### Work instruction
Print each line exactly, beginning with the one where "Pressing-analysis tagging request: spot the shrub" appears and ending at the last line below.

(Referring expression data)
+-------+
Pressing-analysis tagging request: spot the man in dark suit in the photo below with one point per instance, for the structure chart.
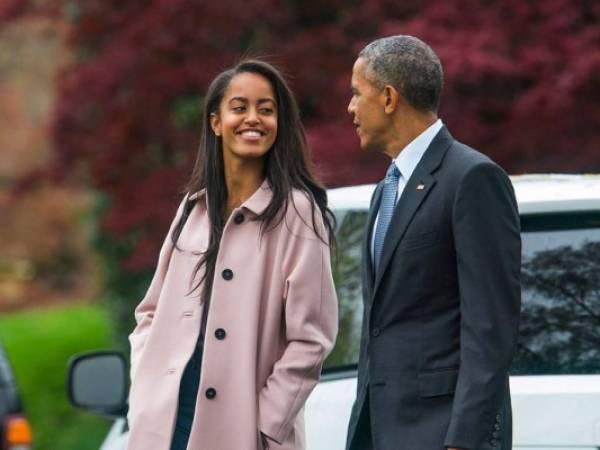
(441, 269)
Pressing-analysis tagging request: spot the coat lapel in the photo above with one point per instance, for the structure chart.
(415, 192)
(367, 258)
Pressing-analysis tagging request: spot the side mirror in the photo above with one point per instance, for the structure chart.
(99, 382)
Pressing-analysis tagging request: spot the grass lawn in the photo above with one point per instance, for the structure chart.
(39, 343)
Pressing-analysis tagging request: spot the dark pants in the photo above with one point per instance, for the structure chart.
(362, 436)
(188, 392)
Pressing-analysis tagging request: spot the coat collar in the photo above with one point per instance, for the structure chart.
(256, 203)
(416, 190)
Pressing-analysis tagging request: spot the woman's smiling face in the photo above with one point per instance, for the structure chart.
(247, 117)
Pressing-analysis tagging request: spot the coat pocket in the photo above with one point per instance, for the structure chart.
(438, 383)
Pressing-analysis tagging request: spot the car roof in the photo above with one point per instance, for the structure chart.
(536, 193)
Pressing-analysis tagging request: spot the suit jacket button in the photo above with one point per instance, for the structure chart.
(227, 274)
(210, 393)
(220, 334)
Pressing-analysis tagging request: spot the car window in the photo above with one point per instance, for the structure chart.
(560, 317)
(560, 313)
(346, 275)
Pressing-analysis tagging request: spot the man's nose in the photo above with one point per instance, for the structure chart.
(351, 106)
(252, 118)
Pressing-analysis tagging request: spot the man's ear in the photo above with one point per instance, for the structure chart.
(215, 123)
(391, 98)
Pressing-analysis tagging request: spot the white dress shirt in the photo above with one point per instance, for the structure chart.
(406, 161)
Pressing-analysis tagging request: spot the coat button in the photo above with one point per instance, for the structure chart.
(210, 393)
(220, 334)
(227, 274)
(239, 218)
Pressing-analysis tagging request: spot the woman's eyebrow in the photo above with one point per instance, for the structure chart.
(239, 99)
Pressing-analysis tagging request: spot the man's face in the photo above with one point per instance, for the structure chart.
(367, 106)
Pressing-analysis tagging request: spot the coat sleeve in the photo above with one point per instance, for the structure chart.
(144, 312)
(310, 326)
(488, 251)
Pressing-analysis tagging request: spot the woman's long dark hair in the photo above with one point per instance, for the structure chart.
(287, 166)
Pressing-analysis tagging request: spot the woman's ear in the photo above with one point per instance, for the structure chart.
(215, 123)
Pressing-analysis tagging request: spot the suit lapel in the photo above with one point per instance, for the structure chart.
(367, 257)
(415, 192)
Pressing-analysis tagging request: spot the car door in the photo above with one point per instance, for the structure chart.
(555, 377)
(555, 380)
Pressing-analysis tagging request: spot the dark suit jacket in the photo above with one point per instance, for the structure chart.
(441, 316)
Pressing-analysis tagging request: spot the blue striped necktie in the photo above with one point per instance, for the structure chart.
(386, 210)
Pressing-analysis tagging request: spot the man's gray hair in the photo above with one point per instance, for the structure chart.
(409, 65)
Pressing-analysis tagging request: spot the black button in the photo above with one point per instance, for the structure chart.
(220, 334)
(211, 393)
(227, 274)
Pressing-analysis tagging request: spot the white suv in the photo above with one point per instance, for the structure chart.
(555, 378)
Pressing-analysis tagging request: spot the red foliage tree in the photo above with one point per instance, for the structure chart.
(521, 76)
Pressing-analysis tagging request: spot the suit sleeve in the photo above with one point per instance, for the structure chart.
(311, 327)
(488, 251)
(144, 312)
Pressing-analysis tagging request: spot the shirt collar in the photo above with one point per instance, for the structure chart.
(256, 203)
(409, 156)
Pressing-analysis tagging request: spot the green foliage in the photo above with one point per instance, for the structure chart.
(39, 344)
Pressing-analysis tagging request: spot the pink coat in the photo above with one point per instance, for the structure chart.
(279, 312)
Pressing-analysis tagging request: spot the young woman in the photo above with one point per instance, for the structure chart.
(242, 310)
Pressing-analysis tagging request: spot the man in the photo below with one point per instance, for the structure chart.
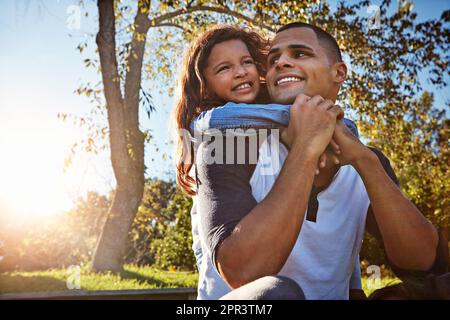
(296, 224)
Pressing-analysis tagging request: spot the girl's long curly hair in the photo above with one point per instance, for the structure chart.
(192, 90)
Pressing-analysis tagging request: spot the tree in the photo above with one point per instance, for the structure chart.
(382, 86)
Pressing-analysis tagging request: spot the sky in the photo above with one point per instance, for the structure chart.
(39, 71)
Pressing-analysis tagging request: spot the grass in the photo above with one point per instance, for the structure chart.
(370, 285)
(134, 277)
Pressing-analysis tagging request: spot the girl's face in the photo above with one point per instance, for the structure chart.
(231, 73)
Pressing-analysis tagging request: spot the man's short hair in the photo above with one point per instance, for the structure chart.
(326, 40)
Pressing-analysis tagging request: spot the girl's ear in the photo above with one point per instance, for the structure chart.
(339, 72)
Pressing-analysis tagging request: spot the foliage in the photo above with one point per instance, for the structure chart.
(58, 241)
(174, 251)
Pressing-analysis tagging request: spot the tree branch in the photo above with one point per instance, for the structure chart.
(134, 63)
(224, 10)
(107, 50)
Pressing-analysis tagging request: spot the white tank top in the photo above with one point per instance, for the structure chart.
(326, 253)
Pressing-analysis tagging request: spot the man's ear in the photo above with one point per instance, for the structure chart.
(339, 72)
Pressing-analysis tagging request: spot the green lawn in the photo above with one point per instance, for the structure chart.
(134, 278)
(370, 286)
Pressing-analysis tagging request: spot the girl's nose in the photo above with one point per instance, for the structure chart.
(240, 71)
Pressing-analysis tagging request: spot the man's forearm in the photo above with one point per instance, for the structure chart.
(262, 241)
(410, 240)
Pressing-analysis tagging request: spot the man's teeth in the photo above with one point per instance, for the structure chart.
(288, 79)
(243, 86)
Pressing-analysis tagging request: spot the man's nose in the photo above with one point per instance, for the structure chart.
(283, 62)
(240, 71)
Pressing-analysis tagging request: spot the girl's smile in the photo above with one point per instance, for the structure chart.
(231, 73)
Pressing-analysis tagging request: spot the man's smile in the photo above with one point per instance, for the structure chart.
(286, 79)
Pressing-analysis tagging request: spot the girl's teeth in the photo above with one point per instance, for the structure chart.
(242, 86)
(288, 79)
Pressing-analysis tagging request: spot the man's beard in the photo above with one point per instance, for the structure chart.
(286, 96)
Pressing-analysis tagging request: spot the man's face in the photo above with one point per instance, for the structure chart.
(297, 63)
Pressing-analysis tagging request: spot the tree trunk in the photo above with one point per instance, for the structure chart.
(126, 139)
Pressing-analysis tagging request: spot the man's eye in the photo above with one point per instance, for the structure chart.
(273, 60)
(222, 69)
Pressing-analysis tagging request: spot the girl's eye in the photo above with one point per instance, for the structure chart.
(222, 69)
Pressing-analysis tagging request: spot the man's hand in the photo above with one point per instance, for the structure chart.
(315, 114)
(351, 148)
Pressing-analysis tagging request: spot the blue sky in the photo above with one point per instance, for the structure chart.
(40, 69)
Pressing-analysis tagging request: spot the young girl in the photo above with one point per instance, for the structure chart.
(224, 64)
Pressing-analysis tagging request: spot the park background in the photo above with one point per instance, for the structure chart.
(57, 181)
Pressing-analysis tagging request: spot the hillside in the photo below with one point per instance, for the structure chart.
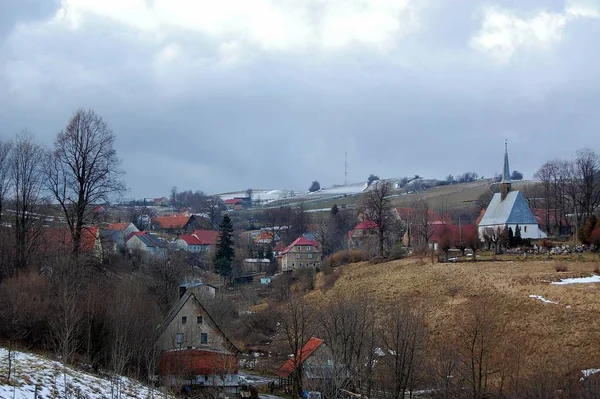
(31, 370)
(547, 320)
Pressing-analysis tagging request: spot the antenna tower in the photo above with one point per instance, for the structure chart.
(346, 167)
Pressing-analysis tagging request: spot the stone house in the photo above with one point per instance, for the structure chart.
(301, 253)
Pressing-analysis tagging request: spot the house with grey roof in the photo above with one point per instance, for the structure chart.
(508, 209)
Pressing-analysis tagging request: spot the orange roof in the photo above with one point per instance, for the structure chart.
(206, 237)
(57, 238)
(118, 226)
(171, 222)
(307, 350)
(300, 241)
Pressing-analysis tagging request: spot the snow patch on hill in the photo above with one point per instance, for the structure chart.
(30, 370)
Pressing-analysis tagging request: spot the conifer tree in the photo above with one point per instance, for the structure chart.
(225, 252)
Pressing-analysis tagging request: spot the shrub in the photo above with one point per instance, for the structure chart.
(377, 260)
(345, 257)
(561, 268)
(398, 252)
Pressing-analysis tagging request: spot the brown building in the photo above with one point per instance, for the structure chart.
(194, 349)
(301, 253)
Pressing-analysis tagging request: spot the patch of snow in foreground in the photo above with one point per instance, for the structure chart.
(586, 373)
(578, 280)
(541, 298)
(50, 377)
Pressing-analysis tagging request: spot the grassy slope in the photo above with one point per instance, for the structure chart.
(568, 330)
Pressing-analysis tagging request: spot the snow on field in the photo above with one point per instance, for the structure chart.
(541, 298)
(31, 370)
(578, 280)
(588, 372)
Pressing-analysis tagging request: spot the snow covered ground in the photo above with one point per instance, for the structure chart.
(541, 298)
(31, 370)
(578, 280)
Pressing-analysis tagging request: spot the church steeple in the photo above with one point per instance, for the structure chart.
+-------+
### Task result
Pressing-analysis tagging request: spot the shrub in the photo above with one point per instance, for the structure chart.
(377, 260)
(345, 257)
(561, 268)
(398, 252)
Pressing-analysis tagging request: spot the brown building in the photo above with one point per instance, for the structure chart.
(194, 349)
(301, 253)
Pressing-analysis tagging request: spot the patch of snow in foreground in the photo above with one point per instance, for the structure chart.
(586, 373)
(578, 280)
(541, 298)
(50, 377)
Pressing-analysis tagging request: spot the grassy slope in the photo above with one point per instance, for the structure chart.
(568, 330)
Pressing-analysis tagging request: spot the snow on field in the photo above with one point per instance, for the structure chart.
(541, 298)
(31, 370)
(578, 280)
(588, 372)
Pressing-analysis tagging request: spot the snow covered ground in the photo above with one point per instance, for the structure chart.
(541, 298)
(31, 370)
(578, 280)
Pressing-analysis tagging request: spot the church steeple in the photo above with one point per instance, for the structure chart.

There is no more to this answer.